TASK STATEMENT
Filter the entries for the word "white". Copy each line in which it occurs.
START RECORDS FOR THIS EXERCISE
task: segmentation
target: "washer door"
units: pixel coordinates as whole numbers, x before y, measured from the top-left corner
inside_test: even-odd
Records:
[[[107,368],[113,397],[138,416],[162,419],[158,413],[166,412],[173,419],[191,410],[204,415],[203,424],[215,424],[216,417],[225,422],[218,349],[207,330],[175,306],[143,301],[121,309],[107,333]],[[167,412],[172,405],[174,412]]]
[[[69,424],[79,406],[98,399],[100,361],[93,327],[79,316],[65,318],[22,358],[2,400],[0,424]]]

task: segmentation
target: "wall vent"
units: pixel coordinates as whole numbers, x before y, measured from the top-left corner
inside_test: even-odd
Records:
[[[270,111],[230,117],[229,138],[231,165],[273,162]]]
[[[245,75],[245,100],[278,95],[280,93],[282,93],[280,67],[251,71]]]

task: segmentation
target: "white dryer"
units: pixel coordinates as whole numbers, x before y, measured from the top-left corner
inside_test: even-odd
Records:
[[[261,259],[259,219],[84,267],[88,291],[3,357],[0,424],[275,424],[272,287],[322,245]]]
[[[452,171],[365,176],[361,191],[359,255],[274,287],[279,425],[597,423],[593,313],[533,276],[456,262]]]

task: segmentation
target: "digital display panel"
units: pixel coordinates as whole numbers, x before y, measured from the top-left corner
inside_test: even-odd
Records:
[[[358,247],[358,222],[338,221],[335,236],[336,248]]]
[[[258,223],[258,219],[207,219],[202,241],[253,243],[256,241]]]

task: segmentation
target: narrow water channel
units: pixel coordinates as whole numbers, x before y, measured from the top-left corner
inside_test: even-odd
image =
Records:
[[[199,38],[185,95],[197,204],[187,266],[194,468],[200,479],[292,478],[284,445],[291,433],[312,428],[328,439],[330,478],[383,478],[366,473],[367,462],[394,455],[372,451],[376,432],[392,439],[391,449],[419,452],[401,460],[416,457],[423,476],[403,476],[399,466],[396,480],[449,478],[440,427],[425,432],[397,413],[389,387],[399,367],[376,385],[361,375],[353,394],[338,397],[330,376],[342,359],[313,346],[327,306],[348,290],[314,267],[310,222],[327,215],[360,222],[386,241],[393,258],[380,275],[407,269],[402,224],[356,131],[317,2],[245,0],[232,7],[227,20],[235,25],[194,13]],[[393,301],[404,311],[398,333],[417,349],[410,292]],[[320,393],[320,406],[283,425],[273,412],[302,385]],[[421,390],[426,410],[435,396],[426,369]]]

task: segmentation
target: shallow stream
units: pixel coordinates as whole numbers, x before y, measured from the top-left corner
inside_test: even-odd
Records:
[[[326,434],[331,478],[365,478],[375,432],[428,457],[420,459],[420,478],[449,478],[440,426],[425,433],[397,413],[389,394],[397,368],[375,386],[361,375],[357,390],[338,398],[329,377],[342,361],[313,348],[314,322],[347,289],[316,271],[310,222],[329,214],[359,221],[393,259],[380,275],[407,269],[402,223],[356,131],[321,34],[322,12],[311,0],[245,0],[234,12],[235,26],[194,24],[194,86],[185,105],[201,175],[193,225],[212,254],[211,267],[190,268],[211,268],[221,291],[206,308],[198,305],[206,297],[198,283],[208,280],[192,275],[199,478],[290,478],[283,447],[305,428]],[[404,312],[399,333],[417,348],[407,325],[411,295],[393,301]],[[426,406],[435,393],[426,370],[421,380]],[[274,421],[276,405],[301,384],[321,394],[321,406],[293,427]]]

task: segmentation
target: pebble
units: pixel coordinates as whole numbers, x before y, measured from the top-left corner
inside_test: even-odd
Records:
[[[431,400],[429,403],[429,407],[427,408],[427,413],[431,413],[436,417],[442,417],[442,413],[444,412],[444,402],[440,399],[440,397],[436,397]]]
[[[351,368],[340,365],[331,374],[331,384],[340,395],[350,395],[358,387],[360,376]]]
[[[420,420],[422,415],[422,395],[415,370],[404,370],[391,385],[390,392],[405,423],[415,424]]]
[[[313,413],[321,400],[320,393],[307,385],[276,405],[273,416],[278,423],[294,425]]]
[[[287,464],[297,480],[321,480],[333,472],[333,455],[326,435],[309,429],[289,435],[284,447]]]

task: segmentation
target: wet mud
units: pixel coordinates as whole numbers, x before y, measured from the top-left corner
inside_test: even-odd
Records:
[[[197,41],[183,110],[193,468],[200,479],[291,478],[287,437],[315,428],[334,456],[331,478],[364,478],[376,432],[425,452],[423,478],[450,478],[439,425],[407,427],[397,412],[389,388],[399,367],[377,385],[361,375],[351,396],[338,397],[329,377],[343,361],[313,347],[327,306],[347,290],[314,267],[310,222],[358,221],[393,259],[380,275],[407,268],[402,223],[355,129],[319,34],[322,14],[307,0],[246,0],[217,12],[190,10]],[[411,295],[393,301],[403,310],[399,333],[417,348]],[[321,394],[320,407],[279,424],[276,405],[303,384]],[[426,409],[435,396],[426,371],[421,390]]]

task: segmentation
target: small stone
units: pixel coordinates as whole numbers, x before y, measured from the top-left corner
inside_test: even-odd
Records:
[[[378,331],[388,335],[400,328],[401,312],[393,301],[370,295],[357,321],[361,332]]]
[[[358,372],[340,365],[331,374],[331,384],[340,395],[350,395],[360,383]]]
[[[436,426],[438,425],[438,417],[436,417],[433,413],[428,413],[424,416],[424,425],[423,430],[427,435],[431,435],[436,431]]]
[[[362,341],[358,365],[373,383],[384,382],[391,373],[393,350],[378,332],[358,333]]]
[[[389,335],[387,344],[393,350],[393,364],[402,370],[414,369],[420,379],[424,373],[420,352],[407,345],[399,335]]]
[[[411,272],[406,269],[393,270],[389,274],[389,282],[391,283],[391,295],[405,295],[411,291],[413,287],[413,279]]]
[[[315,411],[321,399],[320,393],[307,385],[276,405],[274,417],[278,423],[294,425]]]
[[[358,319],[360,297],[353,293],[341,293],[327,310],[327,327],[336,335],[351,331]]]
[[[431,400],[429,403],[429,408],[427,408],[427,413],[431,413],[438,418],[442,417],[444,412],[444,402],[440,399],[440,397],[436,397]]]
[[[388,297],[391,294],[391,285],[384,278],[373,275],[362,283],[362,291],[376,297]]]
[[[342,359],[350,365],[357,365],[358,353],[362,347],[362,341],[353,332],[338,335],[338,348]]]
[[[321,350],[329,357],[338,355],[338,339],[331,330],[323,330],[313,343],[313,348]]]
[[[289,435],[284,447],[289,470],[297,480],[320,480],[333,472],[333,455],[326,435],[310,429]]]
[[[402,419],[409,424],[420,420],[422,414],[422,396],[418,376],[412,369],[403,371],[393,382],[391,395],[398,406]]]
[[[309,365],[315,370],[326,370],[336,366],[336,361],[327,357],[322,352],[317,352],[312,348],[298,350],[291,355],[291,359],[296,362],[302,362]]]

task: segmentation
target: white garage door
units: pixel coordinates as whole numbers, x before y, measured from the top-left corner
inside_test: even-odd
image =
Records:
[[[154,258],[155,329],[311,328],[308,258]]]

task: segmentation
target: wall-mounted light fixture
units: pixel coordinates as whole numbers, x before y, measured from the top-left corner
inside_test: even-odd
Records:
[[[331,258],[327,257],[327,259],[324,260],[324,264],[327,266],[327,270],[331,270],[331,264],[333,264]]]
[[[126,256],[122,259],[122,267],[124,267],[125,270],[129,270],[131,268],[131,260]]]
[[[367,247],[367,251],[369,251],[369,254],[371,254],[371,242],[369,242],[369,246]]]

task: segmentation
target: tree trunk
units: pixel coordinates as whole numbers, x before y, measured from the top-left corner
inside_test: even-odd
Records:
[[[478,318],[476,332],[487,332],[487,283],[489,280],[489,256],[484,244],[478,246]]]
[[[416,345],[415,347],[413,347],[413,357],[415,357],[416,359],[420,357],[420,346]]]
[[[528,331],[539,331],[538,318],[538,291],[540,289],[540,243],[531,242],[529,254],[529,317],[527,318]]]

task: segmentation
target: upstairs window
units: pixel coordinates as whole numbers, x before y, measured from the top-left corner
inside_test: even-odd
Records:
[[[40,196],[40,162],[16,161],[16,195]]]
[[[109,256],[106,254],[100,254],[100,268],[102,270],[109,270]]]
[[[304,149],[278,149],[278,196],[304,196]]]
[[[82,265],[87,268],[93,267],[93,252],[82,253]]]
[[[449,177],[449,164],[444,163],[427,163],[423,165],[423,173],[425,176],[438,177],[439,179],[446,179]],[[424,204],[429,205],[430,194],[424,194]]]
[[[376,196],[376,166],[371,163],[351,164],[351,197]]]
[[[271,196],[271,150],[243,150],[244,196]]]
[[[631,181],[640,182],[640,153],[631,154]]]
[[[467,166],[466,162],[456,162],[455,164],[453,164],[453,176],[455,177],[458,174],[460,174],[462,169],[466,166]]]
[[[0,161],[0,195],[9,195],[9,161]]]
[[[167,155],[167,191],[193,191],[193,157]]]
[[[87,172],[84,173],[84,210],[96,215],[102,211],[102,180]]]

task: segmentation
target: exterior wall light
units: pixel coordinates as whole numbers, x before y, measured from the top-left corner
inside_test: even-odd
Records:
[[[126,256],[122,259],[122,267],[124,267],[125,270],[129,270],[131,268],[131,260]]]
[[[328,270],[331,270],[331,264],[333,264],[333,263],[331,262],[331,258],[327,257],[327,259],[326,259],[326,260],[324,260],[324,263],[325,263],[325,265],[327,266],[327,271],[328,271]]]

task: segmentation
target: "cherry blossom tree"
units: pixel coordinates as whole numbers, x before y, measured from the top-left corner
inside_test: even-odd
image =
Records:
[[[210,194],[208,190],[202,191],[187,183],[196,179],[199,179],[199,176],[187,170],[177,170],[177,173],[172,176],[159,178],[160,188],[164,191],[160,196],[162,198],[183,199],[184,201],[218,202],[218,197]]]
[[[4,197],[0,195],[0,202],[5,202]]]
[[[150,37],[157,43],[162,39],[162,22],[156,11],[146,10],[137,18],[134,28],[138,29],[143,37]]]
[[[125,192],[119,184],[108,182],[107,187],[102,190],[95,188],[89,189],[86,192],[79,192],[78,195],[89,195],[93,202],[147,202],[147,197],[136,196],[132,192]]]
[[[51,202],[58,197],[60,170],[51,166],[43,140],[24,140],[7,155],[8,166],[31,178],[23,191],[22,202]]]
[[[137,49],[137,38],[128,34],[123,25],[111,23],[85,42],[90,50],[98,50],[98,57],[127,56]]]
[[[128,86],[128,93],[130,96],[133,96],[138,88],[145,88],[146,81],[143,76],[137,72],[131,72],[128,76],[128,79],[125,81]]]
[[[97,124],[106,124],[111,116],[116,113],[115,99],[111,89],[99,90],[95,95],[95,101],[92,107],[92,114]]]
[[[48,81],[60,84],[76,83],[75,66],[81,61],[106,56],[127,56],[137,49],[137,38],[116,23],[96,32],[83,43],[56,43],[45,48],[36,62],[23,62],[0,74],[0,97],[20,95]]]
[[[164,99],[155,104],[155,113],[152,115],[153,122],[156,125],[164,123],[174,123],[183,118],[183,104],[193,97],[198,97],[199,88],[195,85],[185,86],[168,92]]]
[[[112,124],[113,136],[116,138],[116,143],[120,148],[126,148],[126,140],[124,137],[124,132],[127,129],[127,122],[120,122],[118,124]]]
END RECORDS FOR THIS EXERCISE
EXPECTED ANSWER
target: "white dryer"
target: white garage door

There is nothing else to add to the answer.